**Exercise prompt**
Output the lines of the data starting at the line containing "label: orange traffic cone" and ending at the line containing "top-left (238, 124), bottom-right (256, 167)" as a numbered list, with blank lines left out.

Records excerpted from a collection
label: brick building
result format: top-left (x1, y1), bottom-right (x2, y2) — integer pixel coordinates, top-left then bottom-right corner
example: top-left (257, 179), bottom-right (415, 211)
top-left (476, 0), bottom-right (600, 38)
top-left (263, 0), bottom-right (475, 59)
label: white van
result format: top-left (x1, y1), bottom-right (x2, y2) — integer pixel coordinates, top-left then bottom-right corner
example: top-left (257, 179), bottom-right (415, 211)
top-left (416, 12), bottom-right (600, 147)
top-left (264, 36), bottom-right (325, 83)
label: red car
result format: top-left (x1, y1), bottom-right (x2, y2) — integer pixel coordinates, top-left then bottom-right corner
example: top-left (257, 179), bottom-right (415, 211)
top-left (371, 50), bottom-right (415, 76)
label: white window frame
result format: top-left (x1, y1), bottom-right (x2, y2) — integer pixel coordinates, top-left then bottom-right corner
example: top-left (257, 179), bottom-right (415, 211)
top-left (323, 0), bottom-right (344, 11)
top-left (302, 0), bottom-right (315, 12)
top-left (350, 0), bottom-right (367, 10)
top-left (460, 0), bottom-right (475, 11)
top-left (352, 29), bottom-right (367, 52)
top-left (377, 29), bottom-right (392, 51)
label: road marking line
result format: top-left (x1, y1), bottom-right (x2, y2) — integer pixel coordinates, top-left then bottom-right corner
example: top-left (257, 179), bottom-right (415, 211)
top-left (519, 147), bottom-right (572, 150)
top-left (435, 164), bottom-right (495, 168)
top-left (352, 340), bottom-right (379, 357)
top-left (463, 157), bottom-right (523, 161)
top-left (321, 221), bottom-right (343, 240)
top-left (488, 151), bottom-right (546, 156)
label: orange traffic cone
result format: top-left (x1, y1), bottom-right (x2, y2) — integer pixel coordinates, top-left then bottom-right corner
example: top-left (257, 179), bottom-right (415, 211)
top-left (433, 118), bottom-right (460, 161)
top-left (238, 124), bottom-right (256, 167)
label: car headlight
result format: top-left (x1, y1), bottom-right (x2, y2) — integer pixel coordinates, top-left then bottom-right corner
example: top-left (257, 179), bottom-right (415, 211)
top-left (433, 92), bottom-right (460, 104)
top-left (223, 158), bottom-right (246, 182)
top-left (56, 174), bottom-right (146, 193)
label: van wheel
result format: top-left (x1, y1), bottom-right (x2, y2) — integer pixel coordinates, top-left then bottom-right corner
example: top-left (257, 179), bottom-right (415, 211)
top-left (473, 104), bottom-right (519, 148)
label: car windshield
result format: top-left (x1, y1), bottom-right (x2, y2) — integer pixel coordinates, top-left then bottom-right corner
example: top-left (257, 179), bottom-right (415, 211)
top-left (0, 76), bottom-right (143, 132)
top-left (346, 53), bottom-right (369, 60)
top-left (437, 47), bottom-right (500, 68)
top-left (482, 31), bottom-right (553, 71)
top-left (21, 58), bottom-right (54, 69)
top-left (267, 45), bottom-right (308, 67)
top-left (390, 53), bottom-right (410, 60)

**Final result**
1. label: orange traffic cone
2. result format: top-left (x1, y1), bottom-right (x2, y2) — integer pixel coordinates, top-left then bottom-right corner
3. example: top-left (257, 179), bottom-right (415, 211)
4. top-left (433, 118), bottom-right (460, 161)
5. top-left (238, 124), bottom-right (256, 167)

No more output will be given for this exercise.